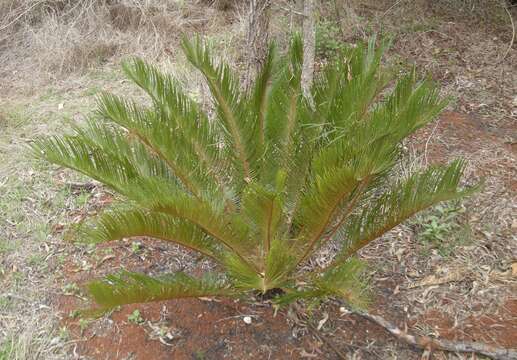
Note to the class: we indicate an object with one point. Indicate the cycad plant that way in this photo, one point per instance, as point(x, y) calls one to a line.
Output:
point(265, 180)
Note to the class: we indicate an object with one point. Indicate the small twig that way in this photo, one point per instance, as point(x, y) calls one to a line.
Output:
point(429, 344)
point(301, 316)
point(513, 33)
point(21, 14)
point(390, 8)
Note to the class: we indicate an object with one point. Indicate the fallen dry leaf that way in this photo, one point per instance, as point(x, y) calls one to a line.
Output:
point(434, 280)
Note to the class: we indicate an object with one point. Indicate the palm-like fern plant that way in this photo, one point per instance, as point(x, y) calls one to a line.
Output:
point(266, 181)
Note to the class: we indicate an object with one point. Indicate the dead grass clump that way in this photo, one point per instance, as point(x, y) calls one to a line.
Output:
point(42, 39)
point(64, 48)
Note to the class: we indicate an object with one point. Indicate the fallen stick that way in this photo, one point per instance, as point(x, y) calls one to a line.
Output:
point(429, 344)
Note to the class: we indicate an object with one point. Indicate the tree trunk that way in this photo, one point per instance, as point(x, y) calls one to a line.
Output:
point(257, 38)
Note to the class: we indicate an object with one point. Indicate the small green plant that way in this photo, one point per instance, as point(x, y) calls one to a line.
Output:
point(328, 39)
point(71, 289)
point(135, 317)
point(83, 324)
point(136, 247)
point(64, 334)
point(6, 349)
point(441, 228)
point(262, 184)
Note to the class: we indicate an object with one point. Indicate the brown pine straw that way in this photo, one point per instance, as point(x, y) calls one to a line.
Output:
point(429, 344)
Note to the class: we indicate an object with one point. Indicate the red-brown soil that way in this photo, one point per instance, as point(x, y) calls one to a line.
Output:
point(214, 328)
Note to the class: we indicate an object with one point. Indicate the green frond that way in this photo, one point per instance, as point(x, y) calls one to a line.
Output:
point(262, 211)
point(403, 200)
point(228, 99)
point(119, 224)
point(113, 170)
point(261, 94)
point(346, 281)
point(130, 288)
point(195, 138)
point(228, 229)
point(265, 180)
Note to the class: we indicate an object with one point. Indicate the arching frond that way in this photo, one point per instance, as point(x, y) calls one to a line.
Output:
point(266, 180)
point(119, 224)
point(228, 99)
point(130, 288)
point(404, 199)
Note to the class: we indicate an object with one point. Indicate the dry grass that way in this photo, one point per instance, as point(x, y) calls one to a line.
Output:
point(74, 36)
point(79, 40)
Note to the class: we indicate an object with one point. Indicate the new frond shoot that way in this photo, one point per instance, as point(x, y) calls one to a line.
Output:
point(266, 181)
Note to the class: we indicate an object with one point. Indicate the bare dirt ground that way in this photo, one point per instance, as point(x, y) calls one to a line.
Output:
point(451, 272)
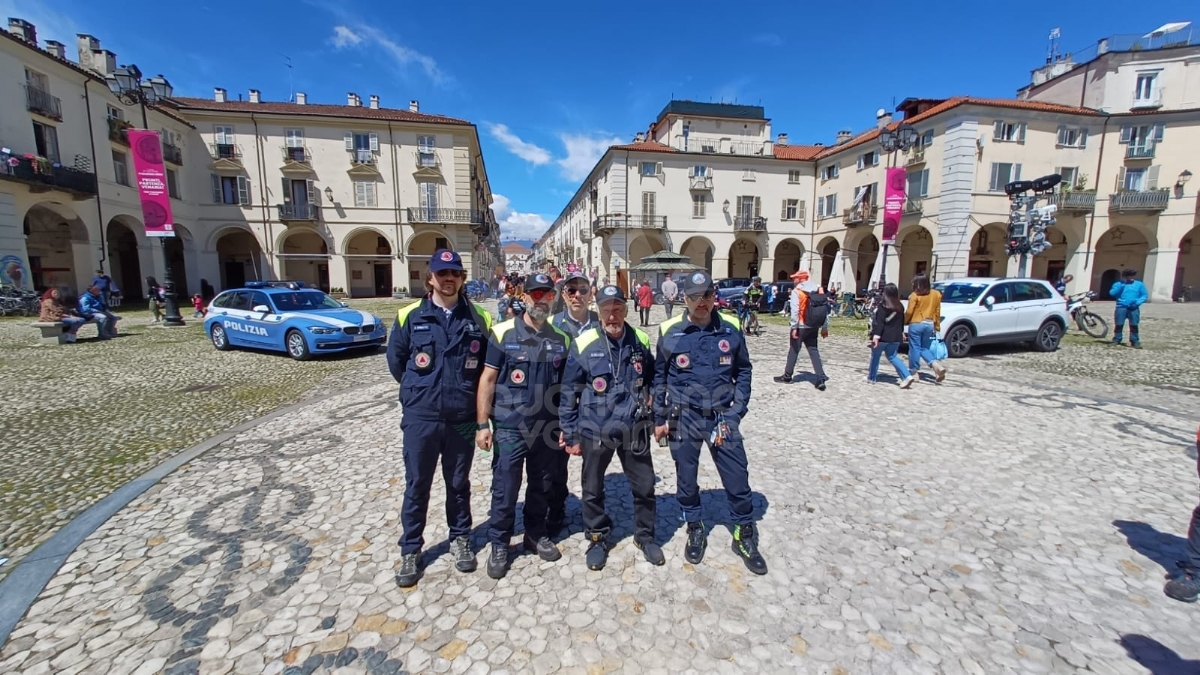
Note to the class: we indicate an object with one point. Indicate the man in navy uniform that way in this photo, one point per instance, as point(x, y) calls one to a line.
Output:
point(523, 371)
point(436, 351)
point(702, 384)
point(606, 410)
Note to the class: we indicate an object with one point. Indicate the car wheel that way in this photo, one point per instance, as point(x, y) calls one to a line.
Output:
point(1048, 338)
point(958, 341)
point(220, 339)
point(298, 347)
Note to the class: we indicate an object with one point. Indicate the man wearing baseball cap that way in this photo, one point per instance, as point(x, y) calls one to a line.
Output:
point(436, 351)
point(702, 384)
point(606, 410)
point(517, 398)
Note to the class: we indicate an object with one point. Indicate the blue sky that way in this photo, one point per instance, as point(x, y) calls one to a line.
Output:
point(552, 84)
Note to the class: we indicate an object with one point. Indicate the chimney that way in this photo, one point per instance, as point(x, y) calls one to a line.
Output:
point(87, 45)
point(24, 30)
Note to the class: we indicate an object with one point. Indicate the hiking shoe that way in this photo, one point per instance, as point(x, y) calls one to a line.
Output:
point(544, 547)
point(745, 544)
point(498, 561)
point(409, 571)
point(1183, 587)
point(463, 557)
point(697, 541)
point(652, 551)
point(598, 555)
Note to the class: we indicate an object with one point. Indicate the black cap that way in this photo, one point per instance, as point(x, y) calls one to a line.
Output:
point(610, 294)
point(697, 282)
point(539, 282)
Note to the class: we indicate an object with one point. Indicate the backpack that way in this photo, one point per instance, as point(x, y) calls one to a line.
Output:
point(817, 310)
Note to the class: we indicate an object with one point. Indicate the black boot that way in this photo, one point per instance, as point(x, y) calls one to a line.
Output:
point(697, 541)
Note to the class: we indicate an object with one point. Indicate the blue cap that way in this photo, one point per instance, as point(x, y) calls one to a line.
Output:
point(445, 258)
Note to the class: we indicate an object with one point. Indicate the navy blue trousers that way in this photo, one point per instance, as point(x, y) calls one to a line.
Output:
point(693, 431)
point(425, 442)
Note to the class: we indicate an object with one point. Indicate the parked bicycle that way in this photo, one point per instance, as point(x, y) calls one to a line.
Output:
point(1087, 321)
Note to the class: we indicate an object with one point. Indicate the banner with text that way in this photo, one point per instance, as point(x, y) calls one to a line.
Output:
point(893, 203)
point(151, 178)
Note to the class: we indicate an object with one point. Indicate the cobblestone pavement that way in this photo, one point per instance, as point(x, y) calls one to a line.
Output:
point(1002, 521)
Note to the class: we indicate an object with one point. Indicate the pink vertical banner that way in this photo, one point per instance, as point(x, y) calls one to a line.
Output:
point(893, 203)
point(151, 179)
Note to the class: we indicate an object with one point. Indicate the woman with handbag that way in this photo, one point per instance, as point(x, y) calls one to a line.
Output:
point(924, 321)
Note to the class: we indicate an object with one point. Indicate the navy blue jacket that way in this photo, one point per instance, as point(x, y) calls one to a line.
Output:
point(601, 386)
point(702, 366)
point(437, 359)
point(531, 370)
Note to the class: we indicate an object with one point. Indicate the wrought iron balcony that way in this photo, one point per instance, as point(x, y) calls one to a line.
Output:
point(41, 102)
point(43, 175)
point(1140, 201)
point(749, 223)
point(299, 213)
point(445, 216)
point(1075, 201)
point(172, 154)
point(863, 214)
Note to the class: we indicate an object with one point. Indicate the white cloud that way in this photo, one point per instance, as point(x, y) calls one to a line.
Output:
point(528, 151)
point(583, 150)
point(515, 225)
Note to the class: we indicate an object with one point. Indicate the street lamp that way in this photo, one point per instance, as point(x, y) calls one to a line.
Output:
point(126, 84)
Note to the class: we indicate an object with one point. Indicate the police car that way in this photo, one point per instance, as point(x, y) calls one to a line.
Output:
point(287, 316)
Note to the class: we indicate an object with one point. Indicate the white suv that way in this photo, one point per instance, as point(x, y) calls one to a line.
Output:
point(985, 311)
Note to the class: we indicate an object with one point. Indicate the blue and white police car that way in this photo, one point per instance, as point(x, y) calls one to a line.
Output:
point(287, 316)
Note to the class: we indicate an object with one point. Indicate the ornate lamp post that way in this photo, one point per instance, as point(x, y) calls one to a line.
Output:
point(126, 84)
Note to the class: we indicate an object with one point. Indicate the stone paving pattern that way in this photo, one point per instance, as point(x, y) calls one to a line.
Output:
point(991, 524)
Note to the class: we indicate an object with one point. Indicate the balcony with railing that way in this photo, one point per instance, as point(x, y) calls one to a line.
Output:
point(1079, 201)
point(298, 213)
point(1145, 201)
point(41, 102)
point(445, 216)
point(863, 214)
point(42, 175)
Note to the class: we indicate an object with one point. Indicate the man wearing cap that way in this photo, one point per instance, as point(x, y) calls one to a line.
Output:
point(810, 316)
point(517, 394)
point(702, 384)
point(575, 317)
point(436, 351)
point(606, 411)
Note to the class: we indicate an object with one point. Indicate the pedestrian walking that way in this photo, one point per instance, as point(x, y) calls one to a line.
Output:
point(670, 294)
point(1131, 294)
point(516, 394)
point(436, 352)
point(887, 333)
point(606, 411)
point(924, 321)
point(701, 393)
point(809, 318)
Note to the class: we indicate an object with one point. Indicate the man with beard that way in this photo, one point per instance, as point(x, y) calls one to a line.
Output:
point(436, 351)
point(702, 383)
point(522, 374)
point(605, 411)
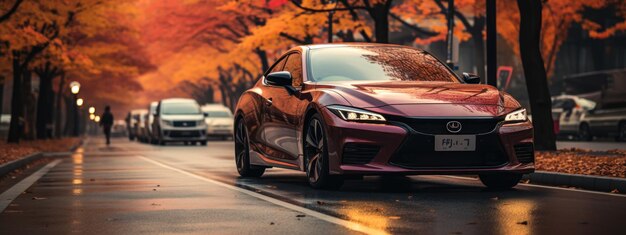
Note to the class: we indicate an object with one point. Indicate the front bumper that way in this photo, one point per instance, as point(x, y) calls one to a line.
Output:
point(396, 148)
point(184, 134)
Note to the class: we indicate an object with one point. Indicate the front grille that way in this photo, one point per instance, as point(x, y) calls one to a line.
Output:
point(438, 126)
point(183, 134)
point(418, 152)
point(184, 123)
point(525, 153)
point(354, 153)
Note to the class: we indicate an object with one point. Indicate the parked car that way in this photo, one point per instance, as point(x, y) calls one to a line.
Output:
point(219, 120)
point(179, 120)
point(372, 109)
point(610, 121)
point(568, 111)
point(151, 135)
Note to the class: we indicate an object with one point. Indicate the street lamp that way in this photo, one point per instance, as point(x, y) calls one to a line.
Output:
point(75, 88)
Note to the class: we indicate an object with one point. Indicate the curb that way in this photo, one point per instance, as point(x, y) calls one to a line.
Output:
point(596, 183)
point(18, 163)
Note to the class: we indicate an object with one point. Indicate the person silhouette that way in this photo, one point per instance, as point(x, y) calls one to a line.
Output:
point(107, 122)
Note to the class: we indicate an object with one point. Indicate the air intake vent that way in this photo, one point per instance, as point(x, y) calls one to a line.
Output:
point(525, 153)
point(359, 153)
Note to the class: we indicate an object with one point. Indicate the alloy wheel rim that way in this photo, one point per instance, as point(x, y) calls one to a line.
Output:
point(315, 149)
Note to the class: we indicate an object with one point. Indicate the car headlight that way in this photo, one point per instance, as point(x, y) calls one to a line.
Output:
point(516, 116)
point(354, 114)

» Task: Copy the records from the line containing "Indicate the air" through the end of the records, replacing "car headlight" with "front lamp" and leaving everything else unchanged.

» Solution to the exercise:
Note to the class: we indicate an object with one point. Indicate the air intake vent that way in this photo, one point per instance, as point(x, y) calls one to a line.
Output:
point(525, 153)
point(359, 153)
Note to the class: we indicate an object with one point. Indicate the alloy wheel rim that way in this photo, one point per instance, as point(x, y) calls one to a line.
Output:
point(315, 149)
Note to the class: we indicate an object with one point. Indicate the front lamp that way in this photo, one point per instance, as point(x, y) calls one to a line.
Output:
point(516, 116)
point(354, 114)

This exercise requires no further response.